* [SUPPLIED RECORDS]:
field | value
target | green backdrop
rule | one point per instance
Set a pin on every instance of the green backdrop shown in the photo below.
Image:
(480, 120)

...

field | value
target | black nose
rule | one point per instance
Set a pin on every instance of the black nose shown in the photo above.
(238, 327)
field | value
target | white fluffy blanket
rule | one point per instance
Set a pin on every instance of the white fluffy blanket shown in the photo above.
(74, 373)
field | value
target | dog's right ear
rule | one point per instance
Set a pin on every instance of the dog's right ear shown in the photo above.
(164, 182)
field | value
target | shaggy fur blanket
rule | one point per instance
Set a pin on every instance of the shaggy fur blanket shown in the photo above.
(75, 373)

* [EXERCISE BRIEF]: Pull out each line of the data above that contains the word "nose", and copy those lines as they appear.

* [THE OUTPUT]:
target | black nose
Set a pin on every instance of the black nose shown in the photo above.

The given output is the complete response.